Location identification items:

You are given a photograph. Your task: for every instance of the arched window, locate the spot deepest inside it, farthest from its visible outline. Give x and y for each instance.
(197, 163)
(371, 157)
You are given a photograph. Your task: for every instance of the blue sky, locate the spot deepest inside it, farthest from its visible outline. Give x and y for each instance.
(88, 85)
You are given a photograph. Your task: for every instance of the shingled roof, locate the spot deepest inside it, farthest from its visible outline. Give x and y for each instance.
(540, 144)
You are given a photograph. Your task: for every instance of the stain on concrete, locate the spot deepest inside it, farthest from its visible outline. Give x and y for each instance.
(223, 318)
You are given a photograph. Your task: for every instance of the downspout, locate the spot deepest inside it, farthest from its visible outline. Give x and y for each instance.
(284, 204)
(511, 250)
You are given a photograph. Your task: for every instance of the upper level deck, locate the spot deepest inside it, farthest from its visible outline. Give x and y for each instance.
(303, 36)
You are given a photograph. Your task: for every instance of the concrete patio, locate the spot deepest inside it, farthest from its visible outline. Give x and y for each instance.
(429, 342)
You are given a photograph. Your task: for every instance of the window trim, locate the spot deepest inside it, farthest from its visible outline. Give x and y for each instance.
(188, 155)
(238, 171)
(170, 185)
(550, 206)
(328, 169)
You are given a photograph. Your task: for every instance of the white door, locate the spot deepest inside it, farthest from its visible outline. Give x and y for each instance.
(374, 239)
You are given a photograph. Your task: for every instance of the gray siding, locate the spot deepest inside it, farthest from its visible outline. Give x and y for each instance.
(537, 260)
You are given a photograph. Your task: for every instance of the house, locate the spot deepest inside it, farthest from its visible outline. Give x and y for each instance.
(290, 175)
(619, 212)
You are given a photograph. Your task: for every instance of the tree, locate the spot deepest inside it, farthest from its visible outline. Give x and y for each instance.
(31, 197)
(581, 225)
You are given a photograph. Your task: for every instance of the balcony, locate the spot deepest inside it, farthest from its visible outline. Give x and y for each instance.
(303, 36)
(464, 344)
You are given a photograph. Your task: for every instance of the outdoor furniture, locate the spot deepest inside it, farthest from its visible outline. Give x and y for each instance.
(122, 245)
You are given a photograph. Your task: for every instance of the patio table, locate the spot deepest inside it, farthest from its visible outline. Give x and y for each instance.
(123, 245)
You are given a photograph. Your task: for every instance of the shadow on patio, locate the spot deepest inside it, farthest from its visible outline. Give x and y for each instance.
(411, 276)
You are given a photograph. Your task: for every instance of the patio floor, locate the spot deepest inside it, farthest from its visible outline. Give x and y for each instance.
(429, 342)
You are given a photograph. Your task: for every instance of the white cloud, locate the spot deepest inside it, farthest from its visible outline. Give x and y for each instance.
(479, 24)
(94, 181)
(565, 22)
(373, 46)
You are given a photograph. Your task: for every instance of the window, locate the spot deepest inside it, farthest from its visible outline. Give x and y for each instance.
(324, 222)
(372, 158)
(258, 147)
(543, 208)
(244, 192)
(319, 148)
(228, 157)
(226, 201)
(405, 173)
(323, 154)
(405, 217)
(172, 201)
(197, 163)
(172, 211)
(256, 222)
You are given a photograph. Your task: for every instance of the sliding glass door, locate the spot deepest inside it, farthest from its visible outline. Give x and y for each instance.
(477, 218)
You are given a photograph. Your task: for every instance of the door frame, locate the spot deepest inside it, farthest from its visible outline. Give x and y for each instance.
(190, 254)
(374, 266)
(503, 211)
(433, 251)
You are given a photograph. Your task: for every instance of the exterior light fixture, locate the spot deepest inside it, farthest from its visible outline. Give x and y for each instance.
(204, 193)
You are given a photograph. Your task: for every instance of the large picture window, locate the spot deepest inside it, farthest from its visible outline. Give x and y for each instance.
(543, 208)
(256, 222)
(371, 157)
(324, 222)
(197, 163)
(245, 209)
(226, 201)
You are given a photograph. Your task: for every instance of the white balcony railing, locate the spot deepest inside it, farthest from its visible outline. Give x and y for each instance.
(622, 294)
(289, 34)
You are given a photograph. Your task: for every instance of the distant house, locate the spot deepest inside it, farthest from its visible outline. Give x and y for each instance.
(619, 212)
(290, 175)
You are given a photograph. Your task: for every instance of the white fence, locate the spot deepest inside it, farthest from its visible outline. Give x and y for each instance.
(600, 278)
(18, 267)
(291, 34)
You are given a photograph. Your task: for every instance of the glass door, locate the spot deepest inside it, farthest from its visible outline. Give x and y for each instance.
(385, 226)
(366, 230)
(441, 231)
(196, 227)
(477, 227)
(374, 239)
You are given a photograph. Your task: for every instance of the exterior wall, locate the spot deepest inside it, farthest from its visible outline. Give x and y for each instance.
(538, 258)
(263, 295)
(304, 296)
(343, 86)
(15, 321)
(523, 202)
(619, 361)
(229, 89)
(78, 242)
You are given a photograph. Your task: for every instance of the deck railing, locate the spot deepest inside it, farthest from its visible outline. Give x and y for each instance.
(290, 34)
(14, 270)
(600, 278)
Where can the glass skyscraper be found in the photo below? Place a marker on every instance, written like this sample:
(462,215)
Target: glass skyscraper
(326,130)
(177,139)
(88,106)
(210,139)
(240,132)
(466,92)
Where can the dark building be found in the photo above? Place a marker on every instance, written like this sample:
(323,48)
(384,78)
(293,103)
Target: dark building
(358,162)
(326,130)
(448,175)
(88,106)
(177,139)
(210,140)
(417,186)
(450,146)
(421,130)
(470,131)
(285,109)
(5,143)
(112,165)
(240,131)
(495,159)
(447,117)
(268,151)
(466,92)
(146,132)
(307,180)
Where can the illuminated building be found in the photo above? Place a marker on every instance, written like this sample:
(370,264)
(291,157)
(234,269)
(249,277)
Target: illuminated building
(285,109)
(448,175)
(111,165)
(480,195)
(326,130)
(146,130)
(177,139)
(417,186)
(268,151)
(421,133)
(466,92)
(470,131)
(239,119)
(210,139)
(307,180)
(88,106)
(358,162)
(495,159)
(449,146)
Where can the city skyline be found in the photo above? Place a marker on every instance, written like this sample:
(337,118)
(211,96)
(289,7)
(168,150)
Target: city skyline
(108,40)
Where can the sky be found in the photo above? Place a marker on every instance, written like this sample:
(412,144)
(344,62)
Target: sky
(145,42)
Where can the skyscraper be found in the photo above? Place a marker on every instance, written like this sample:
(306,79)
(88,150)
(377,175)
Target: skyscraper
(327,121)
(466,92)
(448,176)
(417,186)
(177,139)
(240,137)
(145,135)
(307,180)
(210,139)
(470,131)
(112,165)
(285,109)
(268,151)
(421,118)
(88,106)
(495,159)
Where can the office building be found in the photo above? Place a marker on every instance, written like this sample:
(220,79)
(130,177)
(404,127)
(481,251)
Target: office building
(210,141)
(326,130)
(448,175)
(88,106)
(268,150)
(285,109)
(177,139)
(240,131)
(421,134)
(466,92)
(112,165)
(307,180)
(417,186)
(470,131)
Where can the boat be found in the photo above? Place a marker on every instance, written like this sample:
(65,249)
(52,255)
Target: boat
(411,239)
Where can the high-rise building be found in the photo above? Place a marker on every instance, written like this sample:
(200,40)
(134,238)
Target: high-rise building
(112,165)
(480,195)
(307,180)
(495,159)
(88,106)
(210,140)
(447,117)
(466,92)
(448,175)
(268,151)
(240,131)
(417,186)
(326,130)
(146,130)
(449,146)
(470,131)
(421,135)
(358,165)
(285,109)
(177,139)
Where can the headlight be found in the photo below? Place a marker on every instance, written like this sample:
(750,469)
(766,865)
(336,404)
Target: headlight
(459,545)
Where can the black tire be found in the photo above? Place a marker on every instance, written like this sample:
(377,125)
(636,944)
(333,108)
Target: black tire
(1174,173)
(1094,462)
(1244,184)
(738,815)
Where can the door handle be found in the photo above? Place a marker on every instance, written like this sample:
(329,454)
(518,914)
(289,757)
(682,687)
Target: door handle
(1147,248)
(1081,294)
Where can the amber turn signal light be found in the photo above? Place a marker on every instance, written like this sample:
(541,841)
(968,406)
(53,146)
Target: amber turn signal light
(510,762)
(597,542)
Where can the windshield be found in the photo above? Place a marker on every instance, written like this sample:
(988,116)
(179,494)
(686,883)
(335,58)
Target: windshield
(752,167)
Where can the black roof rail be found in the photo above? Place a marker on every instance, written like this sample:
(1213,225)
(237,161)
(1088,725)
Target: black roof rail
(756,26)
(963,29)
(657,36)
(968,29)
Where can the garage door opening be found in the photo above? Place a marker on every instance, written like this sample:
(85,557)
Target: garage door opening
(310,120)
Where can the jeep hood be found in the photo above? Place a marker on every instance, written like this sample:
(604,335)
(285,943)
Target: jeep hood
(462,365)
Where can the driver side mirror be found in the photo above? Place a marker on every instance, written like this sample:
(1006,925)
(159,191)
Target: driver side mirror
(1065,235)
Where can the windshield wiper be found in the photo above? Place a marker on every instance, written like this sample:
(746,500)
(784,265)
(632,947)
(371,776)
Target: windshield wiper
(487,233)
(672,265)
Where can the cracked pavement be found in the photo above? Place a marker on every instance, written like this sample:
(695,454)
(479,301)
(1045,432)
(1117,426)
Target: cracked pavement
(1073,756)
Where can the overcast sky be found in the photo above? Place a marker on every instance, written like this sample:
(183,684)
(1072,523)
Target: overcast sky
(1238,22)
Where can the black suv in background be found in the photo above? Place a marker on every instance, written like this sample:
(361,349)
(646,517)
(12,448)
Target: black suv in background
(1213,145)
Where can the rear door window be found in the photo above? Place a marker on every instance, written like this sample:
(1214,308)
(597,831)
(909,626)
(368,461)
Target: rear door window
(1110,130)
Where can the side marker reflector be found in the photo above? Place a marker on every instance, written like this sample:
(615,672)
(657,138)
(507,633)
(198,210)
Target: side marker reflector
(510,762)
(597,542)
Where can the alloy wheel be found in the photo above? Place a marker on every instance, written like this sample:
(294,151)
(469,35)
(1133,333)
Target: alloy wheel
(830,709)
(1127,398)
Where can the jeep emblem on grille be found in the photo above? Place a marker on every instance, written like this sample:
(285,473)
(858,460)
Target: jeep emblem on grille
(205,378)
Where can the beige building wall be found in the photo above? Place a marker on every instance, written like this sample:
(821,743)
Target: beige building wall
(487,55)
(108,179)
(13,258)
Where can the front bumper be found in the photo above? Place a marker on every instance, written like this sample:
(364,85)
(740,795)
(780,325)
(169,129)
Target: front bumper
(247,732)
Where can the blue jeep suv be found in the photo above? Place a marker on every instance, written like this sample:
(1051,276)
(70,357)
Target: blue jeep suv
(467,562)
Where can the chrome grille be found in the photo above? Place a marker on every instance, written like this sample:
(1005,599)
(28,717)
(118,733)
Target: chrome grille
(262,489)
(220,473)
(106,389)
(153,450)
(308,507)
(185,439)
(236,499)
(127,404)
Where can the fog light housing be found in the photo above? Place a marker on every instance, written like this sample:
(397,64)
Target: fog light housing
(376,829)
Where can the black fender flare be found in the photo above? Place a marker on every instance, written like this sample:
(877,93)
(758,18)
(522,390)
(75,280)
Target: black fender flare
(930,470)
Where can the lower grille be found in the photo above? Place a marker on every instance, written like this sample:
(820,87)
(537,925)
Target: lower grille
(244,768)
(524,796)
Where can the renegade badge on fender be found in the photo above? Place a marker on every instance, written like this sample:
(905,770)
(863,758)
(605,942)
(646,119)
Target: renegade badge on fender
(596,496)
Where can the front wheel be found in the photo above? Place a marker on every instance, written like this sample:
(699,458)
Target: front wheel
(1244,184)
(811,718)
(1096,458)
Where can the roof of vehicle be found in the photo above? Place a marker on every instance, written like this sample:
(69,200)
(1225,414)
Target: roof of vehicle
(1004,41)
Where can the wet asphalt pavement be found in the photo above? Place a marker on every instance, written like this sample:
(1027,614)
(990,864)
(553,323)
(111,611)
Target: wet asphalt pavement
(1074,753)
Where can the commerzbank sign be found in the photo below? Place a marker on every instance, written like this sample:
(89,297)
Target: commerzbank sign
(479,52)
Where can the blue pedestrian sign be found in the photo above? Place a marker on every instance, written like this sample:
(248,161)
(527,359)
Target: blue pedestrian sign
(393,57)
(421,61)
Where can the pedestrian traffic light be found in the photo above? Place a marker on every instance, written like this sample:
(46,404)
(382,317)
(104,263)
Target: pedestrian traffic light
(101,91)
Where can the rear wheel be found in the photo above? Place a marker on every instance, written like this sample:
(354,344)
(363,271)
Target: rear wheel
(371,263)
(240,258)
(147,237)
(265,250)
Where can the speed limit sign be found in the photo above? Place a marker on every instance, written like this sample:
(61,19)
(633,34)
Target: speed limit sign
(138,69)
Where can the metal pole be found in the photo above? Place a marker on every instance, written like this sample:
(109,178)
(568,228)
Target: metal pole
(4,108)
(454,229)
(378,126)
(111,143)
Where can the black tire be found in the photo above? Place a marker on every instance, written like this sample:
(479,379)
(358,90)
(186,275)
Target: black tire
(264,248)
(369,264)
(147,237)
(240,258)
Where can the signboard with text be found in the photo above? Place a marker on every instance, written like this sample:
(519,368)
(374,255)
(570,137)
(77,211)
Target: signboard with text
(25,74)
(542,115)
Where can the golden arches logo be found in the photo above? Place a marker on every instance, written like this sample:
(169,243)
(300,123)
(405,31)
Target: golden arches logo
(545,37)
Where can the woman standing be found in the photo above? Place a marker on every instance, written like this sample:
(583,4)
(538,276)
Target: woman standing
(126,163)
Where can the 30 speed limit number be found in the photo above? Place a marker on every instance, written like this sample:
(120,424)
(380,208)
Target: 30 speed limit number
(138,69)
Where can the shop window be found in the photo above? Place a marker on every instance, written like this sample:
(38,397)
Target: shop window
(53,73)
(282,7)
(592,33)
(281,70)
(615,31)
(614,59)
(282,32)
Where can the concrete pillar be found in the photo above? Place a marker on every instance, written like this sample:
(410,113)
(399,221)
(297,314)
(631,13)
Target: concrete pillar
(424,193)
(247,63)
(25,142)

* TASK STATEMENT *
Repeat precisely the lines of the data starting at the one containing "Where can the 30", last line included.

* SOLUTION TO THIS EXERCISE *
Where can the 30 speed limit number be found in the photo above? Place a marker on every instance, written like this sample:
(120,424)
(380,208)
Target: 30 speed limit number
(138,69)
Where can the shop window be found in the photo above? Place a marker on every instance, written like this sample:
(38,397)
Target: shop window
(53,73)
(282,7)
(592,33)
(281,70)
(615,31)
(614,59)
(282,32)
Where can the concrete pillar be found in the photo above? Place a marker on every instance, written like this sample:
(410,113)
(399,221)
(297,314)
(631,13)
Target: concrete pillar
(424,193)
(247,63)
(25,142)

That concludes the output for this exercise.